## What this task involves
Express every line of the records below as a Markdown table with the columns Row and Line, numbering the rows in order and omitting any blank lines.

## Material for this task
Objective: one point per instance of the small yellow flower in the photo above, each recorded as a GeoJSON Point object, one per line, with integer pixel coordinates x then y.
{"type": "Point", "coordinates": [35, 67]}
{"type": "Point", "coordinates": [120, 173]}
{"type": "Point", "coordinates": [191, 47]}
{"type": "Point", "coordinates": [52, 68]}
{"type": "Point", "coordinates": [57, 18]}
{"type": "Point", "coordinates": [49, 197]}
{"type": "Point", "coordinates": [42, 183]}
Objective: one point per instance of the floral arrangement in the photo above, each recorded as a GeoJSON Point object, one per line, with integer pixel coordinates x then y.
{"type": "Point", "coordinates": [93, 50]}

## Solution to this task
| Row | Line |
|---|---|
| 1 | Objective: one point per instance of the small yellow flower in the photo above, each recorded as a GeoJSON Point object, one per line, with integer pixel coordinates x then y. |
| 2 | {"type": "Point", "coordinates": [35, 67]} |
| 3 | {"type": "Point", "coordinates": [120, 173]} |
| 4 | {"type": "Point", "coordinates": [191, 47]} |
| 5 | {"type": "Point", "coordinates": [52, 68]} |
| 6 | {"type": "Point", "coordinates": [57, 18]} |
| 7 | {"type": "Point", "coordinates": [49, 197]} |
| 8 | {"type": "Point", "coordinates": [42, 183]} |
| 9 | Objective: one point per instance of the floral arrangement in the photo above, each recorded as a GeoJSON Point object, one per line, with integer pixel coordinates x then y. |
| 10 | {"type": "Point", "coordinates": [93, 50]} |